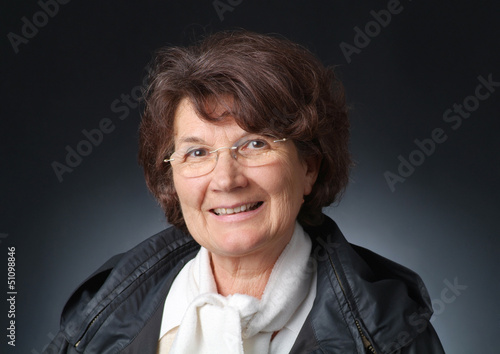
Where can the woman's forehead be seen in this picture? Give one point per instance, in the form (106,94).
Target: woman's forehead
(190,127)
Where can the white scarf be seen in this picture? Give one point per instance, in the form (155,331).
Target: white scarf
(239,323)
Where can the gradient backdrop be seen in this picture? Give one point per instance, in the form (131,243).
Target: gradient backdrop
(430,72)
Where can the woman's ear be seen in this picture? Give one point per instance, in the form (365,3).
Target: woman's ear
(312,165)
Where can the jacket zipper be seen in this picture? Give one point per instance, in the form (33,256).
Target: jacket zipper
(87,329)
(368,346)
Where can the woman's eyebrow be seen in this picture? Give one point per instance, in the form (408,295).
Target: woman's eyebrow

**EXERCISE OBJECTIVE**
Extract every line of the listing above without changing a word, and leave out the pictures.

**RIGHT ANSWER**
Where can the woman's forehead be seen in this picture? Give one point per instance, in the form (106,94).
Target: woman's forehead
(190,127)
Where can the white scarf be seen in this picture? Give one point per instance, in the form (155,331).
Target: white scarf
(239,323)
Where can the gradient backdrop be seen in this picture? Give one point per instance, in the form (131,243).
Target: gradient backdrop
(430,72)
Where can the woman's ear be seen in this picture? Give one point per instance, in the form (365,3).
Target: woman's ear
(312,165)
Where can the jacket zipper be seen in this picture? Give one point per instance, in the form (33,256).
Target: jacket zipper
(87,329)
(368,346)
Where can the woman's eyebrow be seen in this picture? Give one point per instance, in the form (408,295).
Target: woman's eyebrow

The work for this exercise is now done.